* _THE PROBLEM_:
Return each entry exactly, omitting nothing.
-- BEGIN RECORDS TO USE --
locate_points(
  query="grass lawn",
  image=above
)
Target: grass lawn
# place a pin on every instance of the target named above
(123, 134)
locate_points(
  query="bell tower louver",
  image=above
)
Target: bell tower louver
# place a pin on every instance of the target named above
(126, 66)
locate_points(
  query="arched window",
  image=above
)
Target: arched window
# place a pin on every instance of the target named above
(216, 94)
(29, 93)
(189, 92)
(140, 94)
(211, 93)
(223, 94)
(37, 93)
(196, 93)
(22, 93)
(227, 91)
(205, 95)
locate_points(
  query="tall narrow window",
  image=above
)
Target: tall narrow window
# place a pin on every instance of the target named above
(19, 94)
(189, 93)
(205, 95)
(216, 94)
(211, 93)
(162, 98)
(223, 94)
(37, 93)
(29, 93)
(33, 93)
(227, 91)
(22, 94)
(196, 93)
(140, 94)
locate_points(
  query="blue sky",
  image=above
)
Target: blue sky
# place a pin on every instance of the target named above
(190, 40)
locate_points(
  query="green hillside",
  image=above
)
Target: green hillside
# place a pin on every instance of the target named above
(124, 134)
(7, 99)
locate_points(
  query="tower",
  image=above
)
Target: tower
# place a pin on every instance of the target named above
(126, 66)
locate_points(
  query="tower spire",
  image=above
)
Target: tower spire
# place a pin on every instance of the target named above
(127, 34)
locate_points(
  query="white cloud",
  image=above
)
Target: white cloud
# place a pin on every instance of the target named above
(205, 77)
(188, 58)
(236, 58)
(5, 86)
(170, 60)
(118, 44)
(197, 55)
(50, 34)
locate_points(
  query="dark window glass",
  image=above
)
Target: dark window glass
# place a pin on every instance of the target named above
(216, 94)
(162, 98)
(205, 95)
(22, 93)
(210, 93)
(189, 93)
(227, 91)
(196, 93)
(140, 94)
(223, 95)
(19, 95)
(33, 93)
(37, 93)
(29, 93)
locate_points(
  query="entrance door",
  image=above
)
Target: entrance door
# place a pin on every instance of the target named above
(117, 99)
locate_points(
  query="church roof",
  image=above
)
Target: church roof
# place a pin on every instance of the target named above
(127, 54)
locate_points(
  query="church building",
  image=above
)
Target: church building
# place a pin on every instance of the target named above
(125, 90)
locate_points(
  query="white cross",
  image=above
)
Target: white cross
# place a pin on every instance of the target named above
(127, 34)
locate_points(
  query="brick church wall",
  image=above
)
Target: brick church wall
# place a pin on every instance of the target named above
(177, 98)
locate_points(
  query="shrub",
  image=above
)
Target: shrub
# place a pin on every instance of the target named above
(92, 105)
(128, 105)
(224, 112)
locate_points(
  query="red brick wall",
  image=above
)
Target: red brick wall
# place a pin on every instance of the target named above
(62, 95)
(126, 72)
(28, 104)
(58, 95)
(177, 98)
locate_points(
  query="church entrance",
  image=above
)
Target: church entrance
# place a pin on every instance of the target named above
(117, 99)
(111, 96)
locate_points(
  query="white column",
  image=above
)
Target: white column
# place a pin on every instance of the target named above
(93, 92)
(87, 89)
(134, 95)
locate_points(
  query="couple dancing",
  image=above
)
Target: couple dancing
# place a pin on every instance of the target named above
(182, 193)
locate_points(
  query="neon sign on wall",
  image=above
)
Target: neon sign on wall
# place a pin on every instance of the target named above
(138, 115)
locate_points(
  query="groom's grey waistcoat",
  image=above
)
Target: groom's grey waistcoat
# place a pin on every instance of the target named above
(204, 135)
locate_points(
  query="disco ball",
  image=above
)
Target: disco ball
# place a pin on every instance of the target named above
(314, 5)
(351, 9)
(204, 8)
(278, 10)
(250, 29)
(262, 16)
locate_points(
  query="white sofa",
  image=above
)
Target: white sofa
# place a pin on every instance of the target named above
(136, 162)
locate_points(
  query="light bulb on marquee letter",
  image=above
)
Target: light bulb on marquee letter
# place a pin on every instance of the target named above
-- END RECORDS TO USE --
* _TASK SOLUTION_:
locate_points(
  query="grass lawn",
  image=above
)
Target: grass lawn
# place a pin on every instance of the target named above
(123, 134)
locate_points(
  query="bell tower louver",
  image=above
)
Target: bell tower louver
# place a pin on every instance of the target named above
(126, 66)
locate_points(
  query="arched window",
  image=above
)
Target: arched window
# place a pin on every instance of the target named above
(216, 94)
(29, 93)
(189, 92)
(140, 94)
(211, 93)
(223, 94)
(37, 93)
(196, 93)
(22, 93)
(227, 91)
(205, 95)
locate_points(
  query="tall narrow window",
  image=above
)
Target: tall narrow window
# place a pin on every instance of the target named above
(19, 94)
(189, 93)
(205, 95)
(216, 94)
(211, 93)
(162, 98)
(223, 94)
(37, 93)
(29, 93)
(33, 93)
(227, 91)
(22, 94)
(196, 93)
(140, 94)
locate_points(
  query="blue sky",
  image=above
)
Target: blue sky
# place a pin on every instance of the target named above
(190, 40)
locate_points(
  query="green hillside",
  image=above
)
Target: green hillside
# place a pin on every instance of the target named above
(124, 134)
(7, 99)
locate_points(
  query="tower",
  image=above
)
Target: tower
# place a pin on every instance of the target named above
(126, 66)
locate_points(
  query="tower spire",
  image=above
)
Target: tower spire
# place a pin on every instance of the target named above
(127, 34)
locate_points(
  query="white cloud",
  image=above
)
Target: white cloud
# place a pin on every instance of the target named above
(205, 77)
(188, 58)
(236, 58)
(5, 86)
(170, 60)
(118, 44)
(197, 55)
(50, 34)
locate_points(
  query="dark window glass",
  image=above
)
Target: dark window glass
# place a pin on every instance of the target named above
(216, 94)
(162, 98)
(205, 95)
(22, 93)
(210, 93)
(189, 93)
(227, 91)
(196, 93)
(140, 94)
(223, 95)
(19, 95)
(33, 93)
(37, 93)
(29, 93)
locate_points(
  query="entrance door",
  image=above
)
Target: entrance door
# place a pin on every instance of the target named above
(117, 99)
locate_points(
  query="church roof",
  image=above
)
Target: church roof
# place a pin on every instance of the target named above
(127, 54)
locate_points(
  query="church building",
  image=above
)
Target: church building
# place a pin on every instance of the target named above
(125, 90)
locate_points(
  query="white cross",
  image=above
)
Target: white cross
# place a pin on every instance of the target named above
(127, 34)
locate_points(
  query="brick church wall",
  image=above
)
Target: brick church wall
# place a pin on every instance of the target named above
(177, 98)
locate_points(
  query="shrub",
  image=above
)
Target: shrub
# place a pin on every instance of the target named above
(92, 105)
(128, 105)
(224, 112)
locate_points(
  query="red brick wall",
  image=above
)
Target: red brick wall
# place a pin on every instance of the target named above
(62, 95)
(126, 72)
(28, 104)
(58, 95)
(177, 98)
locate_points(
  query="church entrance",
  image=above
)
Target: church entrance
# place a pin on every instance of the target named above
(117, 99)
(111, 96)
locate_points(
  query="white column",
  image=above
)
Target: white column
# place a pin on every instance of the target named above
(93, 92)
(87, 89)
(134, 95)
locate_points(
  query="couple dancing",
  image=above
)
Target: couple dancing
# place a pin on every instance of the target named above
(182, 193)
locate_points(
  query="neon sign on wall",
  image=above
)
Target: neon sign on wall
# place a pin on every instance of the target named above
(138, 115)
locate_points(
  query="groom's grey waistcoat",
  image=above
)
Target: groom's grey waistcoat
# place a pin on every instance of the target named above
(204, 135)
locate_points(
  query="disco ball",
  image=above
)
Target: disco ball
# place a pin on every instance of the target named above
(314, 5)
(351, 9)
(204, 8)
(278, 10)
(250, 29)
(262, 16)
locate_points(
  query="white sofa",
  image=above
)
Target: white sofa
# place a pin on every instance of the target named above
(136, 162)
locate_points(
  query="light bulb on marquee letter",
  image=above
)
Target: light bulb on marquee letter
# place a pin on every instance of the target named above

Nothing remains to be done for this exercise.